> [Directions for this task] Render the lines of the items below as a numbered list, starting at the line that contains "Phrase -- glass lid" and running through the end of the items. Include only those lines, and omit any blank ones.

* start Data section *

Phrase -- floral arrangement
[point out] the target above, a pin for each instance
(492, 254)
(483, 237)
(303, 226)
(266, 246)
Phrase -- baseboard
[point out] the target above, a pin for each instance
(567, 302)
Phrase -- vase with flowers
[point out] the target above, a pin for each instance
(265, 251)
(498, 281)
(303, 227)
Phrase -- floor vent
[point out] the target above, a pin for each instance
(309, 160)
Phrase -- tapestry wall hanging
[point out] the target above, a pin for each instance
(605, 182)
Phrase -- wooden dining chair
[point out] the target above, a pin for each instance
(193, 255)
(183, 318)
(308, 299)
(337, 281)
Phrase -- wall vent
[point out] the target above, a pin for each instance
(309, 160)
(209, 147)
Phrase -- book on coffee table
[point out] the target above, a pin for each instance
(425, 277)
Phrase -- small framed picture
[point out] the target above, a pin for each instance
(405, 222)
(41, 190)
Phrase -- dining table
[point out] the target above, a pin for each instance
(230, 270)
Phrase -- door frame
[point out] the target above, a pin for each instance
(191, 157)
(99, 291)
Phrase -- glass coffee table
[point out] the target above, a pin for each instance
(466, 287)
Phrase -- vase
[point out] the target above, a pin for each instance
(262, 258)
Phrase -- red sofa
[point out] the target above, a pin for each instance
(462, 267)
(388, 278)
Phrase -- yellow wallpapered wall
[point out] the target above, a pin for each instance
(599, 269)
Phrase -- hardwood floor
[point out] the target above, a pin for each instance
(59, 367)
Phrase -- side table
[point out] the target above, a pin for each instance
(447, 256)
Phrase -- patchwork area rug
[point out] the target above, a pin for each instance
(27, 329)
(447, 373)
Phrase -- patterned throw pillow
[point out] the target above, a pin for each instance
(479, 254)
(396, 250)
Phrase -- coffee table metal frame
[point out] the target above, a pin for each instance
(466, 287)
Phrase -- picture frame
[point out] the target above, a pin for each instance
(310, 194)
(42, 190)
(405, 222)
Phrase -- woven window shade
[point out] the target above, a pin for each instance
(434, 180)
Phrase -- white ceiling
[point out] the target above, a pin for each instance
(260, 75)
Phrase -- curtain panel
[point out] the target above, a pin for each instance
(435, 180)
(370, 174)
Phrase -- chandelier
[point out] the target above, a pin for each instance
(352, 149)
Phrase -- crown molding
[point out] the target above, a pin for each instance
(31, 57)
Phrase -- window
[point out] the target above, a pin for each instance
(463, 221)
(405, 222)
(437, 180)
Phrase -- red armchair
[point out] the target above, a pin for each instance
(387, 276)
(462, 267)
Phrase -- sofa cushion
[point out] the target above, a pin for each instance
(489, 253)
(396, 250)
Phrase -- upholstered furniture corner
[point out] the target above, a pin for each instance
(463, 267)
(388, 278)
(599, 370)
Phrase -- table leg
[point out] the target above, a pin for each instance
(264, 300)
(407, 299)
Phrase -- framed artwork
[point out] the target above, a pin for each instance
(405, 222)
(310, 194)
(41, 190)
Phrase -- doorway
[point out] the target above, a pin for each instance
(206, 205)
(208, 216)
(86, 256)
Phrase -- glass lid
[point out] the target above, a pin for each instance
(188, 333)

* end Data section *

> [Solution]
1. Phrase -- glass lid
2. [point out] the target above, a pin for each instance
3. (188, 333)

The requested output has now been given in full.